Look for "Would you be able to point at the large" in the records below, then copy that line and every line after it, exactly and with nothing added.

>> Begin SUPPLIED RECORDS

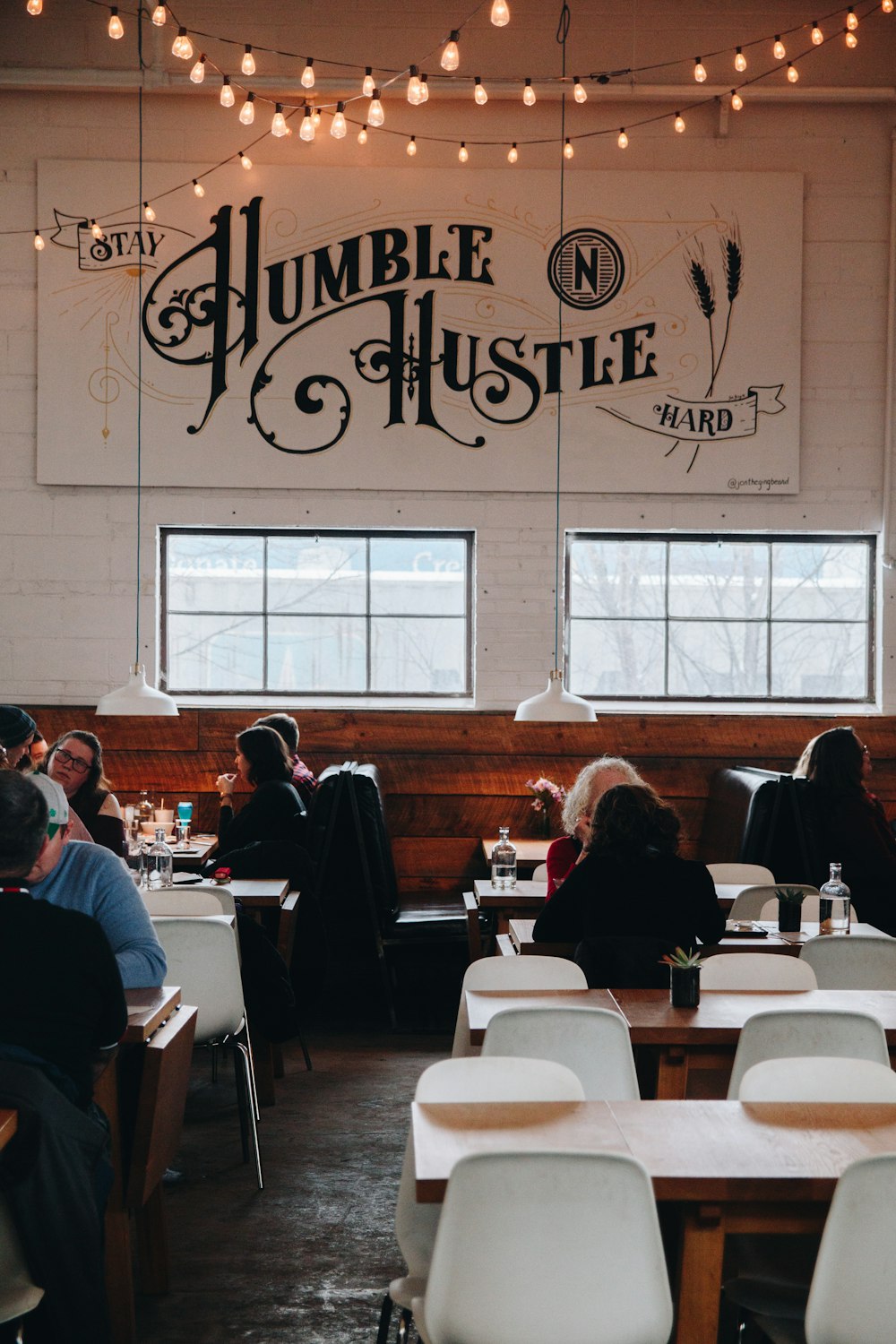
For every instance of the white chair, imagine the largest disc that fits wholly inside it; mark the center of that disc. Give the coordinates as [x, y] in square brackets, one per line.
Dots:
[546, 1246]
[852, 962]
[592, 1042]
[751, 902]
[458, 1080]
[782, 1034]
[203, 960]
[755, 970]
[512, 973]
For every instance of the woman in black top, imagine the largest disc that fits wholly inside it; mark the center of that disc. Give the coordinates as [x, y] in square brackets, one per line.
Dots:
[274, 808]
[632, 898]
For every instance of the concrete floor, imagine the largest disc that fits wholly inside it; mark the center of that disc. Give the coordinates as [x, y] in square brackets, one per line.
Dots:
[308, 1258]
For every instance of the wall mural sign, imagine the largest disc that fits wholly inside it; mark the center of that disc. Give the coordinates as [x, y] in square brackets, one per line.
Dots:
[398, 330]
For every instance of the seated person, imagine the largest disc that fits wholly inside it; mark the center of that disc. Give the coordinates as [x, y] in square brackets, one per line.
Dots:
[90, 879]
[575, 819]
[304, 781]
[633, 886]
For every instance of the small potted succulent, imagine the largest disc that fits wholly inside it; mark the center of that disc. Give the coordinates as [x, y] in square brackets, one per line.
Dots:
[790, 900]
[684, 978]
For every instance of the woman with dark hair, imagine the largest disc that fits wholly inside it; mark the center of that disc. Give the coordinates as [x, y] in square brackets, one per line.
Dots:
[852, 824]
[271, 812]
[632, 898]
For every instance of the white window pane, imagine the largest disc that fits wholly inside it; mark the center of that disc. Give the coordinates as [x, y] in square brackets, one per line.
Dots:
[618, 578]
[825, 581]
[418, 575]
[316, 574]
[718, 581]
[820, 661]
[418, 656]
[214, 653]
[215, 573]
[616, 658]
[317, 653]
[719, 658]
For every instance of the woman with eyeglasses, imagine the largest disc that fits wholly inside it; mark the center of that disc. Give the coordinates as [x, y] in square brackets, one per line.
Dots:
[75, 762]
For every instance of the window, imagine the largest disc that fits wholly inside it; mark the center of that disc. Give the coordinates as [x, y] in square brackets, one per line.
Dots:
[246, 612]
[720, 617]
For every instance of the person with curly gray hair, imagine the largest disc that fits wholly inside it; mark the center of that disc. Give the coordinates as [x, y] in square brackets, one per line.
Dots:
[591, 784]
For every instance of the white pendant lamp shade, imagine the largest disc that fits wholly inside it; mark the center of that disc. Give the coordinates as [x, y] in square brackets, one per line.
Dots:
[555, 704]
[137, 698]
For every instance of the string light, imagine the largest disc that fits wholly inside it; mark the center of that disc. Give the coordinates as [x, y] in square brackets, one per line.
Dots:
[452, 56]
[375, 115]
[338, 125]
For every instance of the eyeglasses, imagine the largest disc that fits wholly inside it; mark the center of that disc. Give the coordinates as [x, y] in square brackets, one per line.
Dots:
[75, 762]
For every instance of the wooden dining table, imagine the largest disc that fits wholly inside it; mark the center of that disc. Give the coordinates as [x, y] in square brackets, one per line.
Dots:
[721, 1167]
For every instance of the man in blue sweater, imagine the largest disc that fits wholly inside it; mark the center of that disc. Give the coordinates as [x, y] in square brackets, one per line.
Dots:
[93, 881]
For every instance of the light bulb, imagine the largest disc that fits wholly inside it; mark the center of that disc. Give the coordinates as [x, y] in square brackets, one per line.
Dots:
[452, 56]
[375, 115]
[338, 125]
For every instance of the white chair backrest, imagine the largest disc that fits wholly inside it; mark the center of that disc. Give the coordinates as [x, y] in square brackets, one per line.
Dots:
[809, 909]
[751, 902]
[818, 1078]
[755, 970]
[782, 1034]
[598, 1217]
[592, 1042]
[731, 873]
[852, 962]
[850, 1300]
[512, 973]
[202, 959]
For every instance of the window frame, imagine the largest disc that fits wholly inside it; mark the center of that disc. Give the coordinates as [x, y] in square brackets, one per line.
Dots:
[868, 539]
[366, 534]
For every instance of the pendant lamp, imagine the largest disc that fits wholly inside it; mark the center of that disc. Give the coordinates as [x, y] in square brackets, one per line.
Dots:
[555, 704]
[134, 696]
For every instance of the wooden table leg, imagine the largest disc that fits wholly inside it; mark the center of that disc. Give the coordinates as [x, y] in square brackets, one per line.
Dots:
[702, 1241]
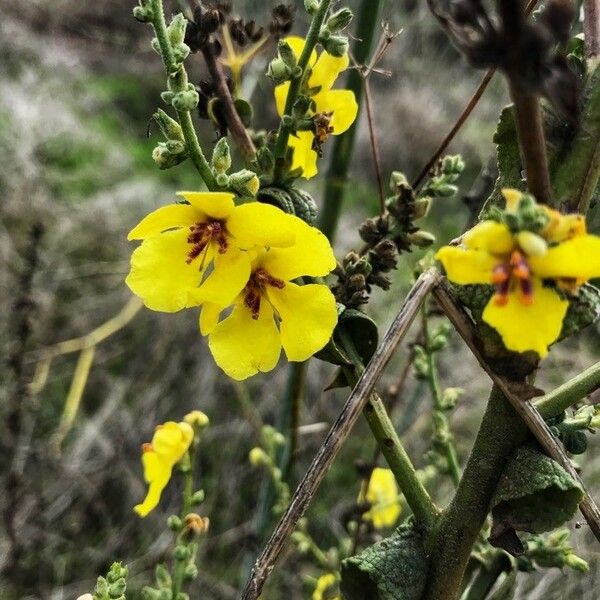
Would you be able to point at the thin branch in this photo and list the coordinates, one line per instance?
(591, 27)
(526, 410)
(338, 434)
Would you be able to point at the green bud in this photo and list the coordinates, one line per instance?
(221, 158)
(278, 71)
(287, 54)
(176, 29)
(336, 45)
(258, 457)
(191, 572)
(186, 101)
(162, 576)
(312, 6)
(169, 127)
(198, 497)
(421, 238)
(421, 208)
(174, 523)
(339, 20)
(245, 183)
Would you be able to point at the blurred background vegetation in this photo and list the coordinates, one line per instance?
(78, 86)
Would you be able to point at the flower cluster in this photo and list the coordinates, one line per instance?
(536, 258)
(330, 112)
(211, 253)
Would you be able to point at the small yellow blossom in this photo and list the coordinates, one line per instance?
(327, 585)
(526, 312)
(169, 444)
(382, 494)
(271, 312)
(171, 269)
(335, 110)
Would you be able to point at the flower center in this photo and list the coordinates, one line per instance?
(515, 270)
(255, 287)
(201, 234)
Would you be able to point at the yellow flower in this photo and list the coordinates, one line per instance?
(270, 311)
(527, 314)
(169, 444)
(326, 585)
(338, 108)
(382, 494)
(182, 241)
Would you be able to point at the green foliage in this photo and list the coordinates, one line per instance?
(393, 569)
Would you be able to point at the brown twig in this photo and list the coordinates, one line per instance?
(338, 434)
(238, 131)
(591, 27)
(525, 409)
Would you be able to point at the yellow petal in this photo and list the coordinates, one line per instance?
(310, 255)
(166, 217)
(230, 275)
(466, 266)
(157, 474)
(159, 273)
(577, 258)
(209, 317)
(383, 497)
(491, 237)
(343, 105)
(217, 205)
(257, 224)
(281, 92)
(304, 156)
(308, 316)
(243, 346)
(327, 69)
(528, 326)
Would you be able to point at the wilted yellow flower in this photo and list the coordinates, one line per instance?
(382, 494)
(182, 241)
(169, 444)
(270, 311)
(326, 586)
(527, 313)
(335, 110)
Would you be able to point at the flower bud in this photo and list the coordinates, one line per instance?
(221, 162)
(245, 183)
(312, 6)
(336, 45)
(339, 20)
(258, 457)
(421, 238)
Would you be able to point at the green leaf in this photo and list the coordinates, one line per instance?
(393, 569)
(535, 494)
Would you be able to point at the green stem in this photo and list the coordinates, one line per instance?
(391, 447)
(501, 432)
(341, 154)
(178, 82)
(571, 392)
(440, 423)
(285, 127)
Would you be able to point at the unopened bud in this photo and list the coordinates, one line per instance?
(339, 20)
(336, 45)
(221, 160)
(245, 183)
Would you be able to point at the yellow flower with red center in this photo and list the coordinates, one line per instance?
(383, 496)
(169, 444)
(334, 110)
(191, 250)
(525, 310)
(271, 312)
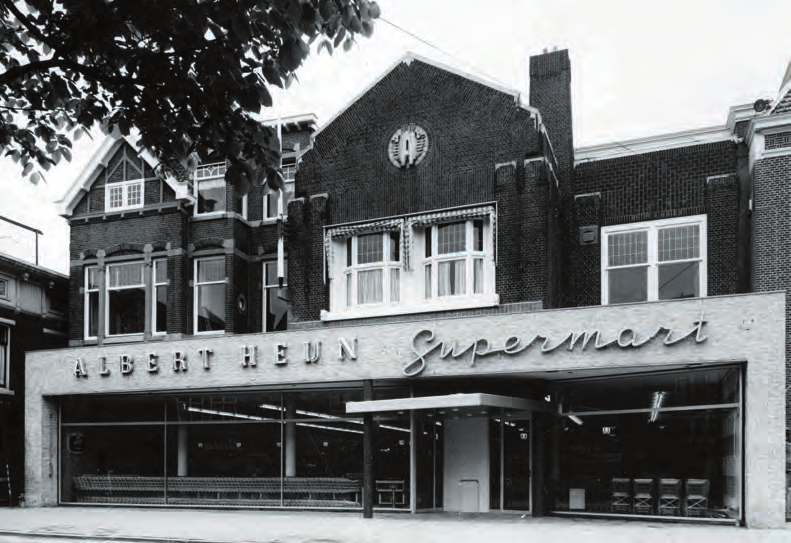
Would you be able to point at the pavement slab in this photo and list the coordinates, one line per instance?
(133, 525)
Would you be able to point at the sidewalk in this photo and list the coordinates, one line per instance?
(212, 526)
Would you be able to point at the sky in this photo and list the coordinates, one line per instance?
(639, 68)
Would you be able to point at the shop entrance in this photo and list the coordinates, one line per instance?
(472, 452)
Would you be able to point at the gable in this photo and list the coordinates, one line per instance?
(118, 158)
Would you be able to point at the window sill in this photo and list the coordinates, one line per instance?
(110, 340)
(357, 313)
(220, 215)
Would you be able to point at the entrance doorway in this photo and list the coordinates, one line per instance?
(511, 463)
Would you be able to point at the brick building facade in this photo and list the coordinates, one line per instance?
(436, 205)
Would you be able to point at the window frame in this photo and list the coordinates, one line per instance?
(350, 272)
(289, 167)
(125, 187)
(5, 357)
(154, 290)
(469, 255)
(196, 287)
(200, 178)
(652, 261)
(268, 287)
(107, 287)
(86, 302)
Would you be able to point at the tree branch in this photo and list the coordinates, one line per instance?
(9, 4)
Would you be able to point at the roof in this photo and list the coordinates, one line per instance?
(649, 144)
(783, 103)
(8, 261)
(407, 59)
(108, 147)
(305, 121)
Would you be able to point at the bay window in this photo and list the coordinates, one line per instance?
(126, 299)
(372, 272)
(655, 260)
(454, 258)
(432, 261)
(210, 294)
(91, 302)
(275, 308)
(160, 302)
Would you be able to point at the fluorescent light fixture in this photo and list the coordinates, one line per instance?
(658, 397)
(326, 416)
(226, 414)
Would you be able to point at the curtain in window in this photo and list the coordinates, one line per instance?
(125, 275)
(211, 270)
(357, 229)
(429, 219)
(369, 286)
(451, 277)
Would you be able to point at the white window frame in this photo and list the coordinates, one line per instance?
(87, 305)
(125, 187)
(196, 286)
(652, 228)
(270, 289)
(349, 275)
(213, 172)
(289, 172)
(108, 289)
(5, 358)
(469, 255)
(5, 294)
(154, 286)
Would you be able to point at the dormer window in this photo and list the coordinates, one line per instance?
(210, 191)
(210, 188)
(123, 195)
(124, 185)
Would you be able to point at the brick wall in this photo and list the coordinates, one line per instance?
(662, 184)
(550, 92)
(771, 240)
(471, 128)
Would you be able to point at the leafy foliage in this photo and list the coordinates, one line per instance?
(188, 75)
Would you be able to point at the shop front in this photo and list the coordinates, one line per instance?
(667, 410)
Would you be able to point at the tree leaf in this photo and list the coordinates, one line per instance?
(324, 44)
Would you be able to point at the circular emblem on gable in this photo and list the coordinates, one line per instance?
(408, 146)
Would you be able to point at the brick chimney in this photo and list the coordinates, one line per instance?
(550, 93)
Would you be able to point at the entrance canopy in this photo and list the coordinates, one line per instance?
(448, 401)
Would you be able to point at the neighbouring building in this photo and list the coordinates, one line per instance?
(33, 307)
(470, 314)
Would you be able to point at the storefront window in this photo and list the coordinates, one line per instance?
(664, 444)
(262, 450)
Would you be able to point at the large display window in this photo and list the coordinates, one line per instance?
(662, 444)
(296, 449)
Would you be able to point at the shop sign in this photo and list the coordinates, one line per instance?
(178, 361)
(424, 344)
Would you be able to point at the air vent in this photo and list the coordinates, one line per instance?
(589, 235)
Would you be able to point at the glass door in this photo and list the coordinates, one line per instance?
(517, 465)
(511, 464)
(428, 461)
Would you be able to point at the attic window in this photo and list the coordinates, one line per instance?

>> End SUPPLIED RECORDS

### THE OUTPUT
Would you be able to point at the large display window in this photo and list the coordinates, one line per instance?
(662, 444)
(296, 449)
Would you be able to point at the shop sign in this photo and list the coordinates, one line per instance?
(178, 361)
(424, 344)
Would you be able to point at the air vent in this photo and list the coordinates, one line per instance?
(589, 235)
Would you be able to point at the glass door in this photo and list the coordinates, one line per instance?
(517, 465)
(511, 464)
(428, 461)
Would you be able to point at the attic window in this photo and list the coordinates, one line per instance?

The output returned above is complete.